## BEGIN Extracted records

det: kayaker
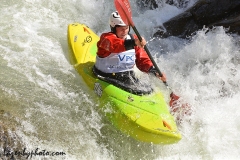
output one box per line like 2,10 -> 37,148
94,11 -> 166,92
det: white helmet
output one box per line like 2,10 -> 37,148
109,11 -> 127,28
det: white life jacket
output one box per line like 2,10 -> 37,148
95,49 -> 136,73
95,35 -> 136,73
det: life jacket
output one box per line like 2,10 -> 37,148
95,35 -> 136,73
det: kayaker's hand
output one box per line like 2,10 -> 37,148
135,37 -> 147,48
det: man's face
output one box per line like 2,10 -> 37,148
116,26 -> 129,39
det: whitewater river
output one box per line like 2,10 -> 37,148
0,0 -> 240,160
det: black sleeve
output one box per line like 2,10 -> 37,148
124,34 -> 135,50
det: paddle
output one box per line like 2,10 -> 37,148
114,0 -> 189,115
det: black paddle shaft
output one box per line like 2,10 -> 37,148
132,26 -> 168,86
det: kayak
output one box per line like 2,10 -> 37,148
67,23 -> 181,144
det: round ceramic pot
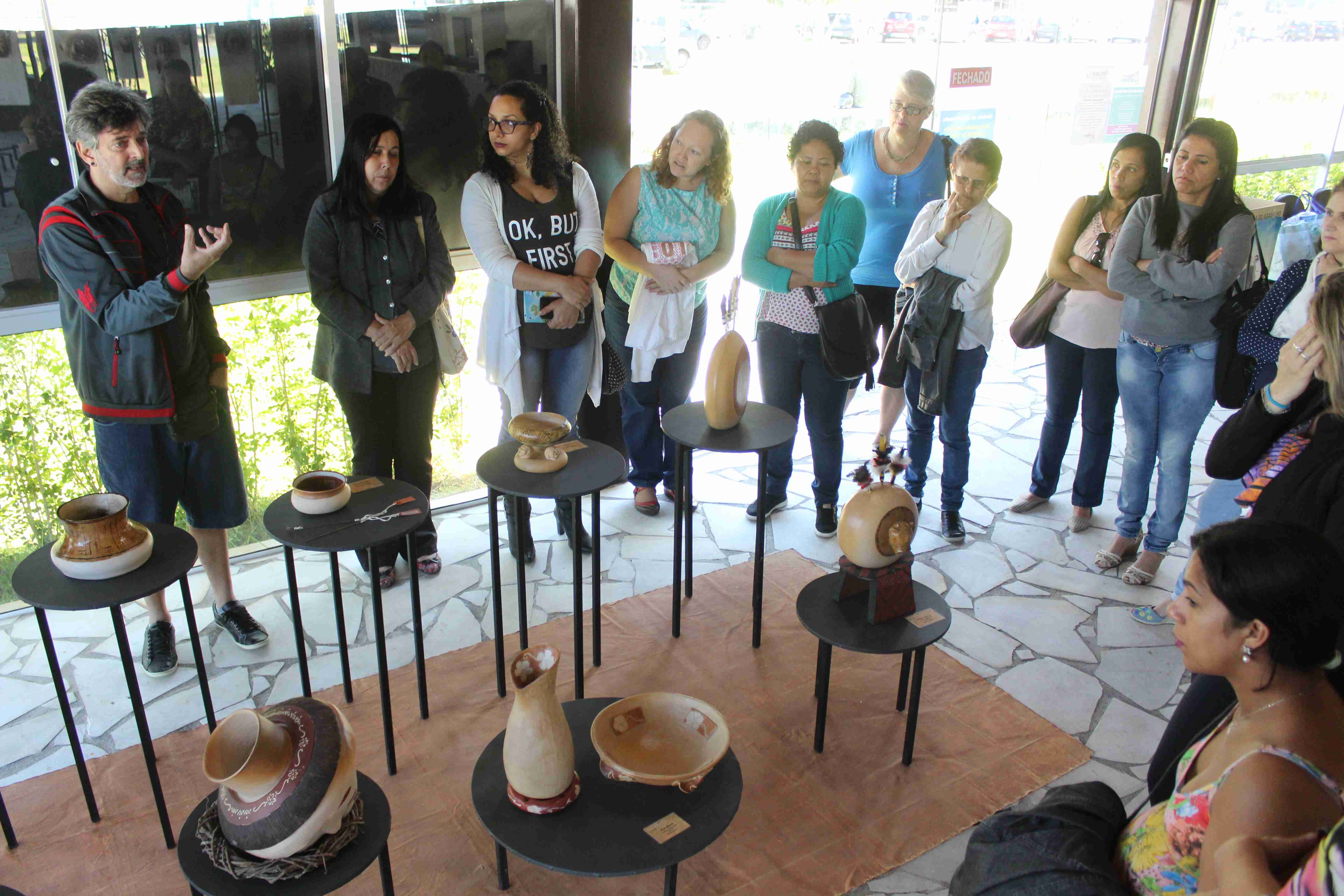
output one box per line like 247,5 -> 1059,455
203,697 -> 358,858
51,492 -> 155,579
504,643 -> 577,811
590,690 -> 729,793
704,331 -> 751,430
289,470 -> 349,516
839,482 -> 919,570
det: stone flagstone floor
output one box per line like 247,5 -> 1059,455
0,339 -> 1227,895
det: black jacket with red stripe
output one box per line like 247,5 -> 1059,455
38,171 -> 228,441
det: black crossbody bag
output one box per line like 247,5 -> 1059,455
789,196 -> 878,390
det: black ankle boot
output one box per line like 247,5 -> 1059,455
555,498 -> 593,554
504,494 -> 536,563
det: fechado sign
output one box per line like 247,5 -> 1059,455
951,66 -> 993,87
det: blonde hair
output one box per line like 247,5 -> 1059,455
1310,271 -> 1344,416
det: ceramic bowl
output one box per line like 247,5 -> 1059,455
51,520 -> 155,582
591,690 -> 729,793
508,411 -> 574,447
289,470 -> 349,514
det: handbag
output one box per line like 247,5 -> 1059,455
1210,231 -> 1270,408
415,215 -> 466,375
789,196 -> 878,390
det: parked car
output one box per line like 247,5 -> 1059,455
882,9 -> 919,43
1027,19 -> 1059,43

## END Extracted records

Task to carry out
Reproduce all of the records above word for word, leaving out the pictures.

Solution below
det: kayaker
output one box per line like 2,10 -> 37,148
94,11 -> 166,92
det: white helmet
output one box per line like 2,10 -> 37,148
109,11 -> 127,28
det: white life jacket
output one box per line like 2,10 -> 37,148
95,49 -> 136,73
95,35 -> 136,73
det: life jacket
output one box per line like 2,10 -> 37,148
95,35 -> 136,73
det: kayaker's hand
output one box per line like 2,10 -> 37,148
135,37 -> 147,48
det: man's face
output one box per line like 2,10 -> 37,148
116,26 -> 129,39
det: whitewater river
output one box per line like 2,10 -> 37,148
0,0 -> 240,160
det: black sleeve
output one box per line like 2,10 -> 37,148
124,34 -> 135,50
det: paddle
output one box per line like 2,10 -> 37,148
114,0 -> 189,115
det: black paddle shaft
output one box per line like 2,10 -> 37,148
132,26 -> 168,86
det: kayak
output one box per line like 2,10 -> 37,148
67,23 -> 181,144
det: round ceramic pot
output one box per line like 247,5 -> 1059,455
203,697 -> 358,858
51,492 -> 155,579
504,643 -> 577,811
590,690 -> 729,793
704,331 -> 751,430
289,470 -> 349,516
839,482 -> 919,570
det: stone flagstone floor
output one box per line like 247,5 -> 1059,455
0,339 -> 1227,895
det: black jacket with red stripe
output one box per line like 247,5 -> 1059,455
38,171 -> 228,441
det: black crossbody bag
output one box per line like 247,5 -> 1059,455
789,196 -> 878,390
det: black ankle boot
output one box per line like 247,5 -> 1059,455
555,498 -> 593,554
504,494 -> 536,563
det: fechado sign
output one box per line like 247,5 -> 1059,455
951,66 -> 993,87
det: blonde hair
output one box per line like 247,5 -> 1059,455
1310,271 -> 1344,416
det: ceramic bowl
output one box per line like 247,5 -> 1059,455
51,520 -> 155,582
591,690 -> 729,793
508,411 -> 574,447
289,470 -> 349,514
det: handbag
output one box per line like 247,5 -> 1059,455
1210,231 -> 1270,408
415,215 -> 466,375
789,196 -> 878,390
det: parked car
output one box per line like 247,5 -> 1059,455
882,9 -> 919,43
1027,19 -> 1059,43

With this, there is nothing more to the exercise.